Ora, dal 2005, grazie alla curiosità e al lavoro di un gruppo di volenterosi cittadini caragliesi la coltura è tornata a far parlare di sé.

…Ad investimenti concreti

“Ci abbiamo creduto anche noi e abbiamo così affiancato lo zafferano alla coltivazione dell’aglio bianco e dell’aglio storico di Caraglio di cui siamo ormai assidui produttori – riprende Morre -. Riuscendo ad ottimizzare le strutture e i macchinari già presenti in azienda, quest’anno ho deciso di piantare 25mila nuovi bulbi in un appezzamento di 2mila metri quadrati. È stato un investimento importante, ma credo fortemente che potrà dare presto i suoi frutti, con una produzione attesa
di circa 2 etti e mezzo”. Se può sembrare poco, occorre considerare che per fare un grammo di zafferano occorrono circa 180 fiori.

Massimo Morre, in fase di conversione al biologico, ha interrato i bulbi di Crocus Sativus a inizio agosto e fino a ottobre l’unica impegnativa operazione è stata quella di liberare (a mano) il terreno dalle piante infestanti. Ma da metà ottobre, con i primi freddi, la raccolta (anche questa rigorosamente manuale) è entrata nel vivo. “Una volta raccolti i fiori in campo, entro la sera dello stesso giorno li apro, prendo gli stigmi e li faccio seccare con un essiccatore per un’ora e mezza circa – spiega l’imprenditore caragliese -. Il prodotto è pronto così per essere confezionato in piccoli barattoli di vetro, che contengono la dose di zafferano per un risotto per 4 persone”. Ma come viene venduto? “Noi, per il momento, lo proponiamo abbinato all’aglio nell’ambito di sagre e fiere sul territorio, ma c’è una richiesta sempre crescente anche da parte di negozi, ristoratori e grossisti”.

DATI REGISTRATI:
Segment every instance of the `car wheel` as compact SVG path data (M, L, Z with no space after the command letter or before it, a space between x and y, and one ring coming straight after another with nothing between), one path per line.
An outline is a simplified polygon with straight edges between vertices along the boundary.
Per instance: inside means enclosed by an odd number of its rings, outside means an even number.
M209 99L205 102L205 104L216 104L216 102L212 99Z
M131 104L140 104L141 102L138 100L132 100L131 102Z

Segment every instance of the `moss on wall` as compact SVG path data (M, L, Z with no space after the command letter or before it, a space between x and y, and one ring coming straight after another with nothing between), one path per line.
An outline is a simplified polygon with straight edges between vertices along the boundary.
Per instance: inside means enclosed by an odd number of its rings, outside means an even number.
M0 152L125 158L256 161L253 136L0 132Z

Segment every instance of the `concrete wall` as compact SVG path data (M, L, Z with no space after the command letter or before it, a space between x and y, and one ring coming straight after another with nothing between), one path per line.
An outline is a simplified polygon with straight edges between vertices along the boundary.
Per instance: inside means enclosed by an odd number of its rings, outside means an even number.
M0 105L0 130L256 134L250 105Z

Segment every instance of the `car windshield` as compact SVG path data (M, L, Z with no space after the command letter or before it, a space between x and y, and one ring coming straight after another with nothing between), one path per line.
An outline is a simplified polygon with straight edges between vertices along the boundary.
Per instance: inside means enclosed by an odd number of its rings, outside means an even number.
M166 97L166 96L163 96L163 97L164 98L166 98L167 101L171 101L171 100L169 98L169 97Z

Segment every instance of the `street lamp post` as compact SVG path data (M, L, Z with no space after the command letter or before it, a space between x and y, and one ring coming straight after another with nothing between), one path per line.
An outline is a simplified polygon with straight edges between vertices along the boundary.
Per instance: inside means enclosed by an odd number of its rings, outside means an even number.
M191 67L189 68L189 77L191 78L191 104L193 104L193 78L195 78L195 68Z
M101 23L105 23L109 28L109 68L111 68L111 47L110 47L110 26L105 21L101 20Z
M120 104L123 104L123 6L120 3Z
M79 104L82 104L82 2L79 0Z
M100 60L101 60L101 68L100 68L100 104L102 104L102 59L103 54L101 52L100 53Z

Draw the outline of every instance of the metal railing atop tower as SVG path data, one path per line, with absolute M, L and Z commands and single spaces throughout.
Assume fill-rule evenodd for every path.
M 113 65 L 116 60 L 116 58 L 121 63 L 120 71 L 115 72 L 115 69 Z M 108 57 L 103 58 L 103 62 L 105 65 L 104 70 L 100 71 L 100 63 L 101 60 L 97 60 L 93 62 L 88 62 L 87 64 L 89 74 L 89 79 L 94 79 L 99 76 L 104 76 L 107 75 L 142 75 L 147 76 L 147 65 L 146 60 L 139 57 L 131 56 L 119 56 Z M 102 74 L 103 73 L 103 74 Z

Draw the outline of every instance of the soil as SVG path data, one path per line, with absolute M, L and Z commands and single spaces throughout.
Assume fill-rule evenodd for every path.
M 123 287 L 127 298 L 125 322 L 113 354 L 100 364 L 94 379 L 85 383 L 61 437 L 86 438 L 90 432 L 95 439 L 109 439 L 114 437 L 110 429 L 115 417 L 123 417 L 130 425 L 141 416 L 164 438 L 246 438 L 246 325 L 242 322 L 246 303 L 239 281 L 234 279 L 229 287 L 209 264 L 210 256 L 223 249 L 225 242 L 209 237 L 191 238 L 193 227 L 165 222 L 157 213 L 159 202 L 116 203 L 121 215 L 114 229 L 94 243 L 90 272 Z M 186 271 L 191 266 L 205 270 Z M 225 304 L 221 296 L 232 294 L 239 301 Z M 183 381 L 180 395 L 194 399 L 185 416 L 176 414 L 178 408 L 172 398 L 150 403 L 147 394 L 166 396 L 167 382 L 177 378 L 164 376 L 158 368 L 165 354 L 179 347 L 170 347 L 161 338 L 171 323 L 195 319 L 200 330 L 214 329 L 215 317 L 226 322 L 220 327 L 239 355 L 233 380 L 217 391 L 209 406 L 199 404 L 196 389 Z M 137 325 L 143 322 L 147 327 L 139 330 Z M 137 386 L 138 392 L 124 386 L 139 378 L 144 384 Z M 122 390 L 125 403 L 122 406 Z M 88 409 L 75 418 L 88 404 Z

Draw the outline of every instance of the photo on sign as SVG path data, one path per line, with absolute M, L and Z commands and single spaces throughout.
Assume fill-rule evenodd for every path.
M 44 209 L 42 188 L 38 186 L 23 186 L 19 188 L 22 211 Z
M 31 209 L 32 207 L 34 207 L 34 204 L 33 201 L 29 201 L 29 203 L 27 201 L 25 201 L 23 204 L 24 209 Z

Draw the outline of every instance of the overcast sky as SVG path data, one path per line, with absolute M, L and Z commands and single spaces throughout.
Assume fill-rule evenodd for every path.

DETTAGLI ESERCIZIO: Prosegui il testo sulla coltivazione dello zafferano a Caraglio dopo la sua ultima frase.

RISPOSTA ALL'ESERCIZIO:
A sinistra: il tecnico di Confagricoltura Cuneo Fabrizio Bima con l'imprenditore Massimo Morre. A destra: un vasetto di Söfran di Caraglio

A sinistra: il tecnico di Confagricoltura Cuneo Fabrizio Bima con l’imprenditore Massimo Morre. A destra: un vasetto di Söfran di Caraglio

In Valle Grana è ‘zafferano mania’

Una delle cartine di tornasole certamente più indicative dell’interesse nei confronti della zafferano è il numero di soci aderenti al Consorzio di promozione, tutela e valorizzazione del ‘Söfran-Zafferano di Caraglio e della Valle Grana’, nato nel 2015, che in poco più di un anno e mezzo è passato dai 6 fondatori agli oltre 40 aderenti attuali. Segno di un positivo ‘contagio’ che si è allargato all’intera valle. Lo sviluppo è testimoniato anche dal numero di bulbi che dieci anni fa era di appena 100 piante, diventate 10mila a fine 2014, 32mila nel 2015 e adesso può contare su più di 100mila bulbi coltivati in piccoli e medi appezzamenti.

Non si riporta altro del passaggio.